◆ **Written request**
Starting at the line containing "Pinpoint each instance of grass" and ending at the line containing "[808,385,825,423]", reproduce these lines, substituting "radiator grille" for "front grille" and leaving everything else unchanged.

Detection annotation records
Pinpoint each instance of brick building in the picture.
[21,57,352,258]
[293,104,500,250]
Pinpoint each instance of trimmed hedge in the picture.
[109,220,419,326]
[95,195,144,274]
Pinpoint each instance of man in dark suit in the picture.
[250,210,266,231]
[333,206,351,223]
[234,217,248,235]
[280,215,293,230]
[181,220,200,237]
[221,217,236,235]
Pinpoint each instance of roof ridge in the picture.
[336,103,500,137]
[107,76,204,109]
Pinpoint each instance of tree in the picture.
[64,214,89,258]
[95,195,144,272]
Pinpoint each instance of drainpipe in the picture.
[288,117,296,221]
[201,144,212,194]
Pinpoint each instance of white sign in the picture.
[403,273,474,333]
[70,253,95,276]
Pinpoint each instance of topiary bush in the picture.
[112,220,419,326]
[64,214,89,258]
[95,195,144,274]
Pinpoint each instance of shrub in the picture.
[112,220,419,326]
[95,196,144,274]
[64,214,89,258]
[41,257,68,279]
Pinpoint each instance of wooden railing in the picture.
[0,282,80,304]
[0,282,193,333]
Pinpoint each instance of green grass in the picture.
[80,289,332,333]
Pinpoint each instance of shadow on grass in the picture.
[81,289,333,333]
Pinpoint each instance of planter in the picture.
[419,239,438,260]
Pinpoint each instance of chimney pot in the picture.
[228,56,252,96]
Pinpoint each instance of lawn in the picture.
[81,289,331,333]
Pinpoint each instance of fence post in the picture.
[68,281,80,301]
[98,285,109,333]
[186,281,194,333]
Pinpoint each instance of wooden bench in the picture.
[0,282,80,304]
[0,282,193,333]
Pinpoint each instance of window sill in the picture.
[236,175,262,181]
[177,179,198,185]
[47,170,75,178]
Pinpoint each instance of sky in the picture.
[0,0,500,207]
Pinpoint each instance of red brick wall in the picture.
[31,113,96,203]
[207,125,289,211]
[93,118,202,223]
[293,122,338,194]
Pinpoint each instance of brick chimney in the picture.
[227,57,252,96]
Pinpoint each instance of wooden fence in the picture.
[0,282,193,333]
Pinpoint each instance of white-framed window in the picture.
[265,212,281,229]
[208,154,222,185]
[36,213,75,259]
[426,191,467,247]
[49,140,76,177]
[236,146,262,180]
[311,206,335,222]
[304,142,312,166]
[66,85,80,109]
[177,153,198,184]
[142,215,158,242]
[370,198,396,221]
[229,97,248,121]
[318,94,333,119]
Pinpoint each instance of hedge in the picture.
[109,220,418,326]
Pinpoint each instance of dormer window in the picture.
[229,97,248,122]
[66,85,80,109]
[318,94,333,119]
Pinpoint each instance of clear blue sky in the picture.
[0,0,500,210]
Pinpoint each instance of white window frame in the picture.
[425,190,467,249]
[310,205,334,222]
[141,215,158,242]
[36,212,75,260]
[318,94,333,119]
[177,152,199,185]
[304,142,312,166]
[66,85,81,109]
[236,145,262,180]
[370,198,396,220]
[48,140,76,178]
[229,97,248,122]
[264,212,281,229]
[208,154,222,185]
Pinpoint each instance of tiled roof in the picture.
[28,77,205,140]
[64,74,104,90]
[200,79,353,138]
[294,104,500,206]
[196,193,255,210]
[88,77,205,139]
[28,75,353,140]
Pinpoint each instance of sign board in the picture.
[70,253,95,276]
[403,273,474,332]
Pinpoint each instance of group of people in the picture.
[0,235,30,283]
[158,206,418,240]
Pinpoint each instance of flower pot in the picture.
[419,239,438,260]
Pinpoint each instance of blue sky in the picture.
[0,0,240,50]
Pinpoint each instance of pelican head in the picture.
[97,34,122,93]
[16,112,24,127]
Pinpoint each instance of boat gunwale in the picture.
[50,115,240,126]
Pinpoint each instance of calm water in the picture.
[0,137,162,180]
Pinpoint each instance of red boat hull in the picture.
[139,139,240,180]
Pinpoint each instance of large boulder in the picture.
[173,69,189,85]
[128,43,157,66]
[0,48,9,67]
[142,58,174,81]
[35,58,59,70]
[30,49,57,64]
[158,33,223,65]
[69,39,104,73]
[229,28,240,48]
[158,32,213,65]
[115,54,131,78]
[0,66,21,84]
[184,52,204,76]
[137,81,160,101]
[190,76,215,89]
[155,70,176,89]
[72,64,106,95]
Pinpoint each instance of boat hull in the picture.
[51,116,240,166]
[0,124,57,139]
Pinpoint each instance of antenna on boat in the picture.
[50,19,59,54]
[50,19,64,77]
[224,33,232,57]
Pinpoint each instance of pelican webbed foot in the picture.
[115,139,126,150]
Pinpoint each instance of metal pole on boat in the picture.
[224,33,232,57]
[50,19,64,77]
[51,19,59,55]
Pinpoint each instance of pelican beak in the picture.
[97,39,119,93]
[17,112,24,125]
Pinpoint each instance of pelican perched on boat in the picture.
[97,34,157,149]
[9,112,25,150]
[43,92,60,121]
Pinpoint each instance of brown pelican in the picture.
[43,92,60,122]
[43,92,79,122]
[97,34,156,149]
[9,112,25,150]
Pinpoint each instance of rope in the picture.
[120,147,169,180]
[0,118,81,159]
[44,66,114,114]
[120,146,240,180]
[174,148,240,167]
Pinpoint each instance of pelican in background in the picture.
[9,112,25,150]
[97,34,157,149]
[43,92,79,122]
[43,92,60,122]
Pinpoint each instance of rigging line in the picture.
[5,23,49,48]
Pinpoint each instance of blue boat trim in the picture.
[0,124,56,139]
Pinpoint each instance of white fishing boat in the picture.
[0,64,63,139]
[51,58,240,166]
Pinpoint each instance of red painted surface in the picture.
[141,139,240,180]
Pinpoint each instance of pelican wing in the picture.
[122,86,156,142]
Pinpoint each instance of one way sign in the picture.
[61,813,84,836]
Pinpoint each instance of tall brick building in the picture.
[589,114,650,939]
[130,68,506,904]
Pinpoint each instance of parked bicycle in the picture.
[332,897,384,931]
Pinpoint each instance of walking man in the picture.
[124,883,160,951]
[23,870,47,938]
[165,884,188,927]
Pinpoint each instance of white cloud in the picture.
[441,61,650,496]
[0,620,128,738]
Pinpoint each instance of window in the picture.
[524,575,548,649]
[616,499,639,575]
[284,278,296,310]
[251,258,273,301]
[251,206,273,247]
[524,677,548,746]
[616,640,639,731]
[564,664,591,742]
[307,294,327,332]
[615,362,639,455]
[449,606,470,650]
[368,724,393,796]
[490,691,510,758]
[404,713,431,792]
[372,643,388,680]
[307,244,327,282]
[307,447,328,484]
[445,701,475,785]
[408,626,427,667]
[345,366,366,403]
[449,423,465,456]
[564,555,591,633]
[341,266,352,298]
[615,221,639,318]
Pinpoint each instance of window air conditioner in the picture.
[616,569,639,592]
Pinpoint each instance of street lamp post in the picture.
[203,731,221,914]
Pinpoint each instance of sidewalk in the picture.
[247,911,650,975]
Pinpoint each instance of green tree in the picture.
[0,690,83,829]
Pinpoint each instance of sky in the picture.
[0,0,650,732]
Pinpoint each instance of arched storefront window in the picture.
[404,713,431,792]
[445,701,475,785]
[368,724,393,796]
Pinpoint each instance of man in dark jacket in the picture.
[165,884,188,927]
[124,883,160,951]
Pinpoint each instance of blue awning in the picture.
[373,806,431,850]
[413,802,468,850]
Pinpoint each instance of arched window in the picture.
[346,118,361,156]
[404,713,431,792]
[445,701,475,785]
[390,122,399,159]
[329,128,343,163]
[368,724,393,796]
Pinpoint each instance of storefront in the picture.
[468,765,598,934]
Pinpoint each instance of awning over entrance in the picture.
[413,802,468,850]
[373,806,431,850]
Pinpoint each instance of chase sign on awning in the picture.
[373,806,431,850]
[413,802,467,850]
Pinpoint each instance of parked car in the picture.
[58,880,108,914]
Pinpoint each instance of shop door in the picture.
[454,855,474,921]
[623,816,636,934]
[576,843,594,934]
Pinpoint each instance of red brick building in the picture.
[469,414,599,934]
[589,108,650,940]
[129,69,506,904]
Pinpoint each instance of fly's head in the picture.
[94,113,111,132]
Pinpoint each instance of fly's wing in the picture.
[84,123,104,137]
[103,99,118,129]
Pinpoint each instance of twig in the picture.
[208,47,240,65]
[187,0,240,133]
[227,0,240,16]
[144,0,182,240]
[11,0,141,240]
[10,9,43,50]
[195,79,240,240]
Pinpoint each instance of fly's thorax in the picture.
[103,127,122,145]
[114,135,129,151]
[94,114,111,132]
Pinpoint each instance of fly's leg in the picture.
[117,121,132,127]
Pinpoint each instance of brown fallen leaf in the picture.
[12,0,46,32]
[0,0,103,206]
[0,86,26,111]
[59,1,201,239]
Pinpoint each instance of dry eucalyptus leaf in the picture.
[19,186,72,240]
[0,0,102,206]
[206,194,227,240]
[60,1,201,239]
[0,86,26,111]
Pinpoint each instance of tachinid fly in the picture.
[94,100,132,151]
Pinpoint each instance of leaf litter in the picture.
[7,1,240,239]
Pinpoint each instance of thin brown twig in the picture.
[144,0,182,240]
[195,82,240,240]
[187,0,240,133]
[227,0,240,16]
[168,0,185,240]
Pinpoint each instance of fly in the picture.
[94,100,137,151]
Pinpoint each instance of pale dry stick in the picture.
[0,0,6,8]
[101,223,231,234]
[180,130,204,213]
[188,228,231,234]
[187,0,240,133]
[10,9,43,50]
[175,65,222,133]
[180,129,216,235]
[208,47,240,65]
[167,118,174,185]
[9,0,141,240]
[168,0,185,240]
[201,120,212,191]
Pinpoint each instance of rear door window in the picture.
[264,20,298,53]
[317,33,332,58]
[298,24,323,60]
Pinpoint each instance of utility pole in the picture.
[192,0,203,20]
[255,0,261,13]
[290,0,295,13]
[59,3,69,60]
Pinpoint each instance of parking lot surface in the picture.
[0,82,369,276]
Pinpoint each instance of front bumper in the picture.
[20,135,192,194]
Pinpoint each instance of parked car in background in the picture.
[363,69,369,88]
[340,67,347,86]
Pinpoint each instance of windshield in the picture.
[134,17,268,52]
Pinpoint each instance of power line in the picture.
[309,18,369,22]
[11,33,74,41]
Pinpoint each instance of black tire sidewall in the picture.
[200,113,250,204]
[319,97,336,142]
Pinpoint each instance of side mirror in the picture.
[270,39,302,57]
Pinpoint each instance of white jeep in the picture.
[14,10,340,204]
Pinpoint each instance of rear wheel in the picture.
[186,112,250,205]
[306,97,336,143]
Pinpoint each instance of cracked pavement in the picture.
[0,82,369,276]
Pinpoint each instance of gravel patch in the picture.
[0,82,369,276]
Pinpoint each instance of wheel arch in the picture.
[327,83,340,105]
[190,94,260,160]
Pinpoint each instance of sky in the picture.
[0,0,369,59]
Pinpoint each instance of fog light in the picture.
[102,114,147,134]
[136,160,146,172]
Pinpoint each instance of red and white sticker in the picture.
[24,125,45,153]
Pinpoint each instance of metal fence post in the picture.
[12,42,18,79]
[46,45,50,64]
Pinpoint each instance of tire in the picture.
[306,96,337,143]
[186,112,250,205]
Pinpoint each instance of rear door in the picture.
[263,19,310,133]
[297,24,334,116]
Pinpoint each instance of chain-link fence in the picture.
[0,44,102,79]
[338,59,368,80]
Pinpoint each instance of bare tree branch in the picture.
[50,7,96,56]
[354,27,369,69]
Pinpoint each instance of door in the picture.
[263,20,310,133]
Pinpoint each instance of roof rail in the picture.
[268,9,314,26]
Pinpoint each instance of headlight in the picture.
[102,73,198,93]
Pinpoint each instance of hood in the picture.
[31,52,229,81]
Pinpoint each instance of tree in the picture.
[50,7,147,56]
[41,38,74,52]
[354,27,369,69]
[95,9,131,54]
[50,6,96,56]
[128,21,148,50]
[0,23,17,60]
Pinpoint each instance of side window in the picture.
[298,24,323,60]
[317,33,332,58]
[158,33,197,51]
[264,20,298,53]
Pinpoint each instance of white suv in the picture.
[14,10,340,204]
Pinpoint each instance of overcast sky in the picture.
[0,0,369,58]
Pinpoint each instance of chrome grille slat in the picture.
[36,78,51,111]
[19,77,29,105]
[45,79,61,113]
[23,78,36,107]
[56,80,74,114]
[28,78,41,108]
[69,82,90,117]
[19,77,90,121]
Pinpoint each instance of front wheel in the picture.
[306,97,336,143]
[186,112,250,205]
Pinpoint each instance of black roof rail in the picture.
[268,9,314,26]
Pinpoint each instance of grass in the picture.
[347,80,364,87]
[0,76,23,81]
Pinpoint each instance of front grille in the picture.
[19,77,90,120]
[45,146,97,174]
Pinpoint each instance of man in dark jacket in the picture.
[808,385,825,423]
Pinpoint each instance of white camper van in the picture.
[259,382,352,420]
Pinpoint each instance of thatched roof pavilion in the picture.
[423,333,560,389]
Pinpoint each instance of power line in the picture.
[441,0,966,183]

◆ **Solution**
Pinpoint each instance of grass in the picture.
[347,80,364,87]
[0,76,23,81]
Pinpoint each instance of radiator grille in the picture.
[19,77,90,120]
[45,146,97,174]
Pinpoint each instance of man in dark jacket in the picture.
[808,385,825,423]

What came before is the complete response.